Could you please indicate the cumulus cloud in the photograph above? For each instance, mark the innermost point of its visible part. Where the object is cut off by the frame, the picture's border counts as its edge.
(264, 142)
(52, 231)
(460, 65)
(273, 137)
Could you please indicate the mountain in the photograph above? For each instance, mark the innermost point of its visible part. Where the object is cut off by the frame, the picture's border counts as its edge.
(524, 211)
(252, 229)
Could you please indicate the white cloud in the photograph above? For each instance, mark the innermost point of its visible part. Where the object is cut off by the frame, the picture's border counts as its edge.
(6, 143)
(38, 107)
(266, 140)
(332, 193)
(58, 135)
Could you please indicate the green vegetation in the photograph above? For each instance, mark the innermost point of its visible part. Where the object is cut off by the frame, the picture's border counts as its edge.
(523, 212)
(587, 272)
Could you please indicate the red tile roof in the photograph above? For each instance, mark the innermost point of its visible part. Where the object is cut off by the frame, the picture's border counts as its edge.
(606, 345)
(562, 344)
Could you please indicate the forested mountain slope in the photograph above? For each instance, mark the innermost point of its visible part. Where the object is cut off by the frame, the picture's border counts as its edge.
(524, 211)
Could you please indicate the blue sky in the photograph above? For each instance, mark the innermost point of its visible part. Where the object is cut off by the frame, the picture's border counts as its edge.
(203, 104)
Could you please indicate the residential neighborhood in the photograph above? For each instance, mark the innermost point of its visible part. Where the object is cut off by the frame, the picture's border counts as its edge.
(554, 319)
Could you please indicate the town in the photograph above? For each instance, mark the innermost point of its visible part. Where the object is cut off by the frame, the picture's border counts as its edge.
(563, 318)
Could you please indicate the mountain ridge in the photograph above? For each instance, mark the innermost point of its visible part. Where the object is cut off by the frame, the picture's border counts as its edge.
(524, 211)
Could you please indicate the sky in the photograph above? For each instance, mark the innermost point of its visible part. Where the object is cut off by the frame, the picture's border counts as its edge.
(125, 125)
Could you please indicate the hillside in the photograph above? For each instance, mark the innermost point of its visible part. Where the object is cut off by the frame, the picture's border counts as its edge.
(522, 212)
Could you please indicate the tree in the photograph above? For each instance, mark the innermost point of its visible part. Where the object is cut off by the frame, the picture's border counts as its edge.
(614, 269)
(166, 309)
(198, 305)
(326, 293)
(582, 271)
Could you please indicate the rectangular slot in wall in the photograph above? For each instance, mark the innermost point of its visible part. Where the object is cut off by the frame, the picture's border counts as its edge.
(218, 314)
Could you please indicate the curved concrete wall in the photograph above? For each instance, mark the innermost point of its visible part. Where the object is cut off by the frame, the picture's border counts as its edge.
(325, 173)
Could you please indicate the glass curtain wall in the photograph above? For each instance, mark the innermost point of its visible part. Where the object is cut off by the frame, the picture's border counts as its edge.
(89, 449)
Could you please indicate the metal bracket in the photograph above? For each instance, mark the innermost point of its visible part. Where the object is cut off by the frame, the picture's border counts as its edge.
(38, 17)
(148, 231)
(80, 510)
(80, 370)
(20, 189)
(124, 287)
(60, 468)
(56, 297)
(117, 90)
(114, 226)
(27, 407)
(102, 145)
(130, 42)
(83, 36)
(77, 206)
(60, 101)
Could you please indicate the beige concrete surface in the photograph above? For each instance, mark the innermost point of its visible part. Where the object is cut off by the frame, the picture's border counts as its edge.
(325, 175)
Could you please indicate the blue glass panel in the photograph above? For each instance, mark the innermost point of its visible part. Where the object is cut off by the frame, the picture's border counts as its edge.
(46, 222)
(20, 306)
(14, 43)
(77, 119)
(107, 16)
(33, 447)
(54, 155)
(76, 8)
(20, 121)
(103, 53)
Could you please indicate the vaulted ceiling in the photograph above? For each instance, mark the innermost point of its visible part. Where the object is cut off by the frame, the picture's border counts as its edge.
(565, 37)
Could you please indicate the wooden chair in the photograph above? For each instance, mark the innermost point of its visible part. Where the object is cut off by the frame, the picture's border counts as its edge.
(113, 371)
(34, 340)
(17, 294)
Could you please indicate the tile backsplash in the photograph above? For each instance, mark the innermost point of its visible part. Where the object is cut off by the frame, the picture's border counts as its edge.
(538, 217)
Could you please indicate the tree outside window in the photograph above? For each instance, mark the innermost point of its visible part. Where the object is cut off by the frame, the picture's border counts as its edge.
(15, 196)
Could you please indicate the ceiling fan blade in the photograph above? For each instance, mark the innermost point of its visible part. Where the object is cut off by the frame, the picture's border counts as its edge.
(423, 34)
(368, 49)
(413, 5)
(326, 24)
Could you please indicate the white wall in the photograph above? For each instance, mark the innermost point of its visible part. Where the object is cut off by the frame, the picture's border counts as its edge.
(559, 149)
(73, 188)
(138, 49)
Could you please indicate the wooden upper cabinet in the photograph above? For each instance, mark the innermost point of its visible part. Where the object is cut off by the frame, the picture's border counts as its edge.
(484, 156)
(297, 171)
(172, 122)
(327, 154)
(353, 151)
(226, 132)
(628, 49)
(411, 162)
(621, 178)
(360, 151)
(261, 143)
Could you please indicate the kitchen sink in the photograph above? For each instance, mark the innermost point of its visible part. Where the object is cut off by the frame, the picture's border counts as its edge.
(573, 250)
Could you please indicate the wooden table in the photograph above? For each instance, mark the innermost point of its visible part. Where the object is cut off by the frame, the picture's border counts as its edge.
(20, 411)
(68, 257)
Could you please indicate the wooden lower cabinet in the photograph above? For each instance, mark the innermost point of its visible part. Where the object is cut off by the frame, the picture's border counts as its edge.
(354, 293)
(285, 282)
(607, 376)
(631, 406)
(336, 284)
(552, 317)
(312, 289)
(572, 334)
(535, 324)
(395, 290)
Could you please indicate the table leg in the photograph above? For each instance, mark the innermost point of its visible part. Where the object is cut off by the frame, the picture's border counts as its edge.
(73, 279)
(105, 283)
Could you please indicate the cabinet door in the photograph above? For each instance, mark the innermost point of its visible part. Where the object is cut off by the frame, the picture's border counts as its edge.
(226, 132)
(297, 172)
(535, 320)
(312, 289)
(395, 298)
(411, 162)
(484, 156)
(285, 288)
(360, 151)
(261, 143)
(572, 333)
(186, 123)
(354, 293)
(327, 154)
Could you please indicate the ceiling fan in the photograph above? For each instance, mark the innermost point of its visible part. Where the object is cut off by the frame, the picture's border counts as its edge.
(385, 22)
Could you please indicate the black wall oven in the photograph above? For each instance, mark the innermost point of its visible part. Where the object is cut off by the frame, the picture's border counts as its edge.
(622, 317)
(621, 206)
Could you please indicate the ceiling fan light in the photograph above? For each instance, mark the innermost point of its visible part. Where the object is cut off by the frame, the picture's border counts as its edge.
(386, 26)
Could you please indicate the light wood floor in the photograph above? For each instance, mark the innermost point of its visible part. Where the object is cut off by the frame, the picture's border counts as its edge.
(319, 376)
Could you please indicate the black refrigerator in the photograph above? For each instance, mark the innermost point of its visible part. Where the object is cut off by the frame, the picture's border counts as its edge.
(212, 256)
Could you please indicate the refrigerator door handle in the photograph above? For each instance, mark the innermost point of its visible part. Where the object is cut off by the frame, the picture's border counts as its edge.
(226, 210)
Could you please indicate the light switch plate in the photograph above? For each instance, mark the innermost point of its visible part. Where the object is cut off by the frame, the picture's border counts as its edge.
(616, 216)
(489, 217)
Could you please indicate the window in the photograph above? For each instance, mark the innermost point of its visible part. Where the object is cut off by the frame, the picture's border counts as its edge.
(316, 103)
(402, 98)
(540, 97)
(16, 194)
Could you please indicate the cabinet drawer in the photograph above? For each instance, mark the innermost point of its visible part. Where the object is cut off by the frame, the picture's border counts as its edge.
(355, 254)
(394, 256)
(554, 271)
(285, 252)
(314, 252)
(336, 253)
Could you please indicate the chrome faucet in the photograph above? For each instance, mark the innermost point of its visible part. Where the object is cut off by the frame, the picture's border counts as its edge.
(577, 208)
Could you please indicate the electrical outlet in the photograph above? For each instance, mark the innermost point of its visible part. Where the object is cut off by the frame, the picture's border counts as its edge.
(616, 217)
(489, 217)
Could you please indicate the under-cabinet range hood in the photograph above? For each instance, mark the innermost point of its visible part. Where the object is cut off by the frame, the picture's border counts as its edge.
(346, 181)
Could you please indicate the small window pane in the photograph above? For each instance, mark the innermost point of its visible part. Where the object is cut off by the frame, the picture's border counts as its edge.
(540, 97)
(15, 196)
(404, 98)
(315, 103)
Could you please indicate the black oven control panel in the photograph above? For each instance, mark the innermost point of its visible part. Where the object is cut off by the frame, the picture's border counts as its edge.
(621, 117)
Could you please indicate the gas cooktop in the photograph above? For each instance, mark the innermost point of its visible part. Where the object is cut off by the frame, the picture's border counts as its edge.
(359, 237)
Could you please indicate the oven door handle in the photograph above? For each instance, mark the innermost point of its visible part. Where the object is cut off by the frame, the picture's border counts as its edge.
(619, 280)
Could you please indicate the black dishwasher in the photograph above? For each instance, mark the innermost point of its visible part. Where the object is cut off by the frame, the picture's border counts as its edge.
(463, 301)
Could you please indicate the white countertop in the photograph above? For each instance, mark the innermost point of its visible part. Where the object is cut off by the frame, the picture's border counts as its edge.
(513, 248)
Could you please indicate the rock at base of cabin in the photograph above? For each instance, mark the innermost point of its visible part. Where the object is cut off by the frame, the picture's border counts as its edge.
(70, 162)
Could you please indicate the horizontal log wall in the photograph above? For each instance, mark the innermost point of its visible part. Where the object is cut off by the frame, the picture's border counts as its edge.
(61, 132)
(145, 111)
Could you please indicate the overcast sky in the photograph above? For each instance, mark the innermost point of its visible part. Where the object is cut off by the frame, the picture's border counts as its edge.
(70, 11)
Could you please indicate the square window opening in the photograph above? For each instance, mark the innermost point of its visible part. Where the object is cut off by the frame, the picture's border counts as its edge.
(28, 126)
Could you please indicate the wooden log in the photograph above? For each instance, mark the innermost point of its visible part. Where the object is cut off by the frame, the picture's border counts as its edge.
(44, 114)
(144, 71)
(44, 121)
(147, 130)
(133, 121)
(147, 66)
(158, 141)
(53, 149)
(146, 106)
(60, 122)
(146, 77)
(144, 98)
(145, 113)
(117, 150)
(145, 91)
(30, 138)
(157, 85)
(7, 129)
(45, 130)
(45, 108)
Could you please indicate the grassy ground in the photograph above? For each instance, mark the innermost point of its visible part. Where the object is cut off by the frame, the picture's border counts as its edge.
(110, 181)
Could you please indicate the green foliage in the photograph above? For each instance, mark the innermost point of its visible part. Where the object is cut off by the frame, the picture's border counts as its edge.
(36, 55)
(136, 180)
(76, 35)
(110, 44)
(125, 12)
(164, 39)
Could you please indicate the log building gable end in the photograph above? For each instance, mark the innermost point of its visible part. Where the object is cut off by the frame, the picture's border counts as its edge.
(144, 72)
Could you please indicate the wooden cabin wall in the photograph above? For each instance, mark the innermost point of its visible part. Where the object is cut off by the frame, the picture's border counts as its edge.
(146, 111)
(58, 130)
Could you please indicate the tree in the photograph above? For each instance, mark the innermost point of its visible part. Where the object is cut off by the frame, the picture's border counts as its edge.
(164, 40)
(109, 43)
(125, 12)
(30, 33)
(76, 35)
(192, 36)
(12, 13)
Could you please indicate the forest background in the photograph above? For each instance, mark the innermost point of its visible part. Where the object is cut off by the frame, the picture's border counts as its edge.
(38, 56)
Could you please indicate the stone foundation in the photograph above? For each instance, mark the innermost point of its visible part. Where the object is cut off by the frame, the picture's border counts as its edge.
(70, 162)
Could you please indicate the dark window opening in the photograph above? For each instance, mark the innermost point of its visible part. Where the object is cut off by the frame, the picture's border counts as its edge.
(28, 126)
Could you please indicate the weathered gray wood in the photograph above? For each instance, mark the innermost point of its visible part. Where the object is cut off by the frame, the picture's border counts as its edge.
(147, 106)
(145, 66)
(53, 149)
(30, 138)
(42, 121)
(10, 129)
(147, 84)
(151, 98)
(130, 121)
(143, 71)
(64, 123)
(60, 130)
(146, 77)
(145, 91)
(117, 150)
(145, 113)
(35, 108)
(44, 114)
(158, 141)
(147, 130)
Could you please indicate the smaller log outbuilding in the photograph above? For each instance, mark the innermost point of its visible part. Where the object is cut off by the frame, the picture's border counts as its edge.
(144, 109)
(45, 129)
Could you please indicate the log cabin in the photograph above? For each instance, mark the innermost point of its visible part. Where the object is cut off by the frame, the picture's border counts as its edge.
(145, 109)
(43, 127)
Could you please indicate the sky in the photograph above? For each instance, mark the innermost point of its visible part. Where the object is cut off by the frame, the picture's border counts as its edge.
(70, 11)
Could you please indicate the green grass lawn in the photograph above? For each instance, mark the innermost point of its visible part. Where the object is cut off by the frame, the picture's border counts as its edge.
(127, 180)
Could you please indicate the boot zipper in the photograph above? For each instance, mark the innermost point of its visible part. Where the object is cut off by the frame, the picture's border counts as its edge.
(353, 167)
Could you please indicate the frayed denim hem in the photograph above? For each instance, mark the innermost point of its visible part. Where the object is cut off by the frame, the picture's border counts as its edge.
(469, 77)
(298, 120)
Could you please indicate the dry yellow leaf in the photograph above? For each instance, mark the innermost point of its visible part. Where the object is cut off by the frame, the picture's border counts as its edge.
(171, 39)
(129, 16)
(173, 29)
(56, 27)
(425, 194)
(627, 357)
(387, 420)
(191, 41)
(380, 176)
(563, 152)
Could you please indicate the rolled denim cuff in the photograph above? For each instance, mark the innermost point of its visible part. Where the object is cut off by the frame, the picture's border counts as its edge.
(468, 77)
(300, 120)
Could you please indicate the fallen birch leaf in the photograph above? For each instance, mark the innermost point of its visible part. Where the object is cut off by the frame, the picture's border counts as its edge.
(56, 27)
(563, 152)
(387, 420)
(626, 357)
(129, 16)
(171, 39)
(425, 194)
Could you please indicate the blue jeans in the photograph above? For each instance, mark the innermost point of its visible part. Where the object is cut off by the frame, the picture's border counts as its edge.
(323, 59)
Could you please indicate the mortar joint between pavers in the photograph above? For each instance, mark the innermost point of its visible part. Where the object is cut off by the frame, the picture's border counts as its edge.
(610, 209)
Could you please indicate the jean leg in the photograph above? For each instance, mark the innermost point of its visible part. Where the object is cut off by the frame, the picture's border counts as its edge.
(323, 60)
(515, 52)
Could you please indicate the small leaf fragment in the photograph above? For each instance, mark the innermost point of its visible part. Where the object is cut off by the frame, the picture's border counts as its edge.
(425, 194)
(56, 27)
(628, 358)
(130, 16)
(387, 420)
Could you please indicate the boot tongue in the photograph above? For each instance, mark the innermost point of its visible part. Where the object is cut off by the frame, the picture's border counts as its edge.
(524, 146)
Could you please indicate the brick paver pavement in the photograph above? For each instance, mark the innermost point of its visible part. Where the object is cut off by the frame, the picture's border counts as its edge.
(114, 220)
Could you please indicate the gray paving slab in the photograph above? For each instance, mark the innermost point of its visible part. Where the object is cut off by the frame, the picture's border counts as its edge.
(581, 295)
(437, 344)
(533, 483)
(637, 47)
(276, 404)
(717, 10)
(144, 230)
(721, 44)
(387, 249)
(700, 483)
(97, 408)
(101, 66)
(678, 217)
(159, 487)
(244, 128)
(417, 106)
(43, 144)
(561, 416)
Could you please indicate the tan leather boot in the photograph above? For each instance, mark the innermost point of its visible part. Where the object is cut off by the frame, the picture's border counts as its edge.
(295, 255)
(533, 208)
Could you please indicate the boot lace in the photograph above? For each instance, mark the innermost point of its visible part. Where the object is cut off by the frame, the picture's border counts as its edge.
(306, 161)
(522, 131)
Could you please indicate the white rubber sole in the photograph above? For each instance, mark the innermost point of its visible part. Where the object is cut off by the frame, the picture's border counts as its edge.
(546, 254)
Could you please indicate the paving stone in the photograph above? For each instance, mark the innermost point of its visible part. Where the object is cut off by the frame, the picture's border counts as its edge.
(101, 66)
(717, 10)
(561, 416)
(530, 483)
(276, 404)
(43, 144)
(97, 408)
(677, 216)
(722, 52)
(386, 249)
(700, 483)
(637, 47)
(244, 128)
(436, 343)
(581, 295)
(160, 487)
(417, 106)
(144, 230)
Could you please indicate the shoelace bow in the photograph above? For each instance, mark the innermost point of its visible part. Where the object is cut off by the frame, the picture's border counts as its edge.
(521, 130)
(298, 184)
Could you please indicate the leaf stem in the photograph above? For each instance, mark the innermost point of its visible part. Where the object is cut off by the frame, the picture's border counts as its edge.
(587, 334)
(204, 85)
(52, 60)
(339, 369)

====================

Brief
Return every line from the one holding "Could you please indicate the shoelace" through the end of the data, exactly as it appears, with both ends kept and nothing else.

Answer section
Could you please indicate the shoelace bow in the photograph above? For each instance, mark the innermost point of its visible part. Where the object is cut off by the frame, the picture's border counts as its edge.
(521, 130)
(298, 184)
Could you please indicate the leaf stem in the photograph above? For each instance, mark the innermost point of its visible part. Where the object is cut off by the frame, the picture's border counts as its edge.
(587, 334)
(204, 85)
(52, 60)
(339, 369)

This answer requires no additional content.